### Given instruction
Pick out each line in the listing that contains the word "panel", and copy those lines.

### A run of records
+ + + +

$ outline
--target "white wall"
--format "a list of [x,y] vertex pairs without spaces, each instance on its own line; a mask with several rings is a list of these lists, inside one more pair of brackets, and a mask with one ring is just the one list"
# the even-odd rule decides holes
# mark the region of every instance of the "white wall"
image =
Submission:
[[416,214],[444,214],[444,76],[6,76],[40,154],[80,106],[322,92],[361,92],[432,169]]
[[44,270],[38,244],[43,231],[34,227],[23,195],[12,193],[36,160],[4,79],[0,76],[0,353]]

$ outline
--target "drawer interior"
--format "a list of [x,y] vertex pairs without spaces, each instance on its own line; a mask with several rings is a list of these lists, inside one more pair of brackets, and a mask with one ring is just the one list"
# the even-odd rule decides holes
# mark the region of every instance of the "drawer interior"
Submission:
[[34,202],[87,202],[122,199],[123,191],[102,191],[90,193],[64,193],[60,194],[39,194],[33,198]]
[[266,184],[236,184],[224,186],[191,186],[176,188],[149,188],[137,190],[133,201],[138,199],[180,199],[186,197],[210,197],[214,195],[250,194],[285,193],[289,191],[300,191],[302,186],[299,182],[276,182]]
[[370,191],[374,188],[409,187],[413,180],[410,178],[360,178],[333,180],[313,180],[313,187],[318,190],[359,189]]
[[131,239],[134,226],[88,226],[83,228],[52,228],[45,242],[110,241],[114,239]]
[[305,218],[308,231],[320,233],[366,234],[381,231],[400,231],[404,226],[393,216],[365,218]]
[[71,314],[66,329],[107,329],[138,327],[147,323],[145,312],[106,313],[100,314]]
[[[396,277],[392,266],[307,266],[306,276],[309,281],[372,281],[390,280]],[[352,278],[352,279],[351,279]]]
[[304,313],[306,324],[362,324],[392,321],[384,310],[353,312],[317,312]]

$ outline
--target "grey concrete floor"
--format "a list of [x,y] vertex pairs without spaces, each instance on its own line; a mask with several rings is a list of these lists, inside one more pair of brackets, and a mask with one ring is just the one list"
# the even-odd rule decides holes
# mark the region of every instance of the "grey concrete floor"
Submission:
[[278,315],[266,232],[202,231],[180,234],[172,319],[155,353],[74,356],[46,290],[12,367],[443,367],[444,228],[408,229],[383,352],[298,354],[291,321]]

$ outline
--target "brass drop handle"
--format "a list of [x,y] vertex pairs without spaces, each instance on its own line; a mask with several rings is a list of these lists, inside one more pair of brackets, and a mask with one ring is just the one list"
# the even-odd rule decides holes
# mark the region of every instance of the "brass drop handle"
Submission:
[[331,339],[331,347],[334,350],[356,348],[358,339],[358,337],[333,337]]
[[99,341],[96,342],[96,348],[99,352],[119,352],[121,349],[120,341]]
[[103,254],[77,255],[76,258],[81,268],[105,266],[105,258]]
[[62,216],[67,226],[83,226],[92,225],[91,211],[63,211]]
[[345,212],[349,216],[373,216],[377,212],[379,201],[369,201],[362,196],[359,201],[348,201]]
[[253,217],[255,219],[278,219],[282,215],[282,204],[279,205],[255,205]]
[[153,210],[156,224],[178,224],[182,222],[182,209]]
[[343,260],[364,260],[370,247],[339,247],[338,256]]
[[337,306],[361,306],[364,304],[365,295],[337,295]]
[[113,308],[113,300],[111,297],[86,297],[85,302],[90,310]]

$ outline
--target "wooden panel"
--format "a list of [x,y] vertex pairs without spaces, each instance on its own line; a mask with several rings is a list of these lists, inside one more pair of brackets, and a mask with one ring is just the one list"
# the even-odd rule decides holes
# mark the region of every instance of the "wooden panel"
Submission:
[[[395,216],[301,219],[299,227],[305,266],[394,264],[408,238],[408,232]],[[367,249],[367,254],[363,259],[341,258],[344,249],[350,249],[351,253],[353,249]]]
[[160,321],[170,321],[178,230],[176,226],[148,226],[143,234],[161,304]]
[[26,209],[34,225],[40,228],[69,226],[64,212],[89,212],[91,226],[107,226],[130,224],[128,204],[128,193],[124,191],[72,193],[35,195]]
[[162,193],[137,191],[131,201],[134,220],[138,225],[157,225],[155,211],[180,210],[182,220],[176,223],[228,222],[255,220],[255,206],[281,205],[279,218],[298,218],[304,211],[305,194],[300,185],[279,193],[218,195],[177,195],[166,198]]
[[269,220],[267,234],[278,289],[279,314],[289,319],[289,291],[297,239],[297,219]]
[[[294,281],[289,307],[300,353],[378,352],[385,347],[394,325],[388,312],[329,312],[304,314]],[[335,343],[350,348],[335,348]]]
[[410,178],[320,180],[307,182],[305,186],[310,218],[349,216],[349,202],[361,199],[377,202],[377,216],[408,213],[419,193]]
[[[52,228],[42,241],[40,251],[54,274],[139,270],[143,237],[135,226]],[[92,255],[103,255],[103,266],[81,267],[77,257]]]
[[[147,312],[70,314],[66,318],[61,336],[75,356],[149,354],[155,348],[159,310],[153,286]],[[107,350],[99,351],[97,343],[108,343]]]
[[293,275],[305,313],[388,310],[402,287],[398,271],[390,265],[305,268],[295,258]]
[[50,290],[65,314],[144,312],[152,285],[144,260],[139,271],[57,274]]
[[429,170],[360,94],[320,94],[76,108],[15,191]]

+ + + +

### Full answer
--target "wooden panel"
# mark the region of every instance of the "wooden panel"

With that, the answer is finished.